GIVEN PASSAGE:

____

Publication date
Anton Razzhigaev Marat Khamadeev

A new System for Answering Simple Questions surpassed ChatGPT in accuracy

Over the past few years there has been an explosive growth in the quality of language models (LMs) capable of handling natural language queries. The most well-known of these is ChatGPT which has gained popularity far beyond machine learning community. It allows users to solve the widest range of tasks, from writing code to translating texts.

However, large LMs, including ChatGPT, often struggle with answering factual questions due to their training data quickly becoming outdated. If the answer to a question is clearly formulated in a regularly upd ated knowledge base, such as Wikipedia, or in a local knowledge graph (Wikidata), reliable access to it is required for such models to work effectively. Finally, searching for an answer among billions of facts can often be quite challenging.

A team of researchers from AIRI, Skolkovo Institute of Science and Technology, ISP RAS Research Center for Trusted Artificial Intelligence and Ural Federal University has been made efforts to address these limitations. They proposed a multilingual Knowledge Graph Question Answering (KGQA) technique that ranks potential responses based on the distance between the question’s text embeddings and the answer’s graph embeddings. Since a knowledge graph is a collection of subject-predicate-object triples, the new method is called multilingual triple match (M3M).

The scientists focused on simple questions such as “What is the capital of Great Britain?”. In this example “Great Britain” is a subject. This type of question is encoded in M3M using multilingual BERT. As a result, the question becomes represented with 768-dimensional vector. To project it to graph embeddings authors use three 2-layered perceptrons with ELU as an activation function. The answer is found by matching these vectors with embeddings from the knowledge graph.

The scientists chose the multilingual knowledge graph Wikidata for their work which also relies on linked Wikipedia articles. Each entity in such a graph is represented as a point in the embedding space. M3M ranks triplets from the graph by proximity to the desired triplet using cosine similarities and selects the very first one for the answer.

Workflow of M3M Knowledge Graph Question Answering system for simple questions

To illustrate the comparative advantage of the proposed method across diverse KG embeddings and languages team experimented with with several Wikidata-based datasets (SimpleQuestions, RuBQ, Mintaka-Simple), as well as with se t of specially constructed prompts for ChatGTP in order to evaluate its capabilities. The tests showed that M3M provides more accurate answers to simple questions than others, including various versions of T5, GPT-3, ChatGPT, KEQA, and QAnswer. On the Mintaka dataset M3M did not always have an advantage but was at least comparable in effectiveness to other models.

There are tasks that cannot be solved simply by increasing the size of models and one such task is knowledge updating, as the "intelligence" of language models is limited by the date of their training datasets. The simplest solution would be to give these models access to the internet and allow them to google new and relevant information — but then there is a risk of obtaining unreliable facts. I believe the way to bypass this limitation is to base on verified and constantly updated knowledge graphs.

Anton Razzhigaev
Anton Razzhigaev
a research fellow at AIRI and a graduate student at Skoltech, one of the authors of the study

The researchers uploaded the source code on Github. More technical details can be found in the paper published in the proceedings of the ACL-2023 conference.

____

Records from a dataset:
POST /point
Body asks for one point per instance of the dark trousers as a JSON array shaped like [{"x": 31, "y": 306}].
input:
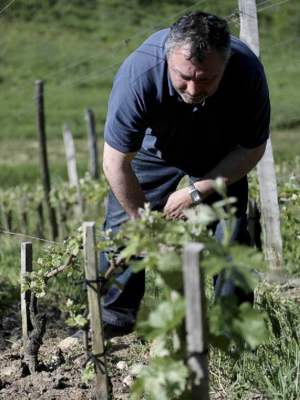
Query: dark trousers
[{"x": 158, "y": 179}]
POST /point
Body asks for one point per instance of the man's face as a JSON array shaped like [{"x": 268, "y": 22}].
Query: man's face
[{"x": 195, "y": 83}]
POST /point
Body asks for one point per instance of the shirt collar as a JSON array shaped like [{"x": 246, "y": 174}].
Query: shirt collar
[{"x": 172, "y": 91}]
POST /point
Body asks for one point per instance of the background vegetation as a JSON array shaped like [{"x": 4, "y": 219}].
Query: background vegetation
[{"x": 49, "y": 40}]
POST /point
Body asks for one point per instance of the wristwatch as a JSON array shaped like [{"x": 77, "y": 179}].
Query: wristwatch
[{"x": 195, "y": 195}]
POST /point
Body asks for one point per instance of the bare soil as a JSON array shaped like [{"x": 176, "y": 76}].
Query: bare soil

____

WHAT TO WORK ON:
[1] In the article on the M3M question answering system, which knowledge graph did the researchers choose for their work?
[2] Output the portion of the article on the M3M question answering system that begins at the words "Workflow of M3M" and stops after the words "to other models.".

RESULTS:
[1] They chose Wikidata, a multilingual knowledge graph.

[2]
Workflow of M3M Knowledge Graph Question Answering system for simple questions

To illustrate the comparative advantage of the proposed method across diverse KG embeddings and languages team experimented with with several Wikidata-based datasets (SimpleQuestions, RuBQ, Mintaka-Simple), as well as with se t of specially constructed prompts for ChatGTP in order to evaluate its capabilities. The tests showed that M3M provides more accurate answers to simple questions than others, including various versions of T5, GPT-3, ChatGPT, KEQA, and QAnswer. On the Mintaka dataset M3M did not always have an advantage but was at least comparable in effectiveness to other models.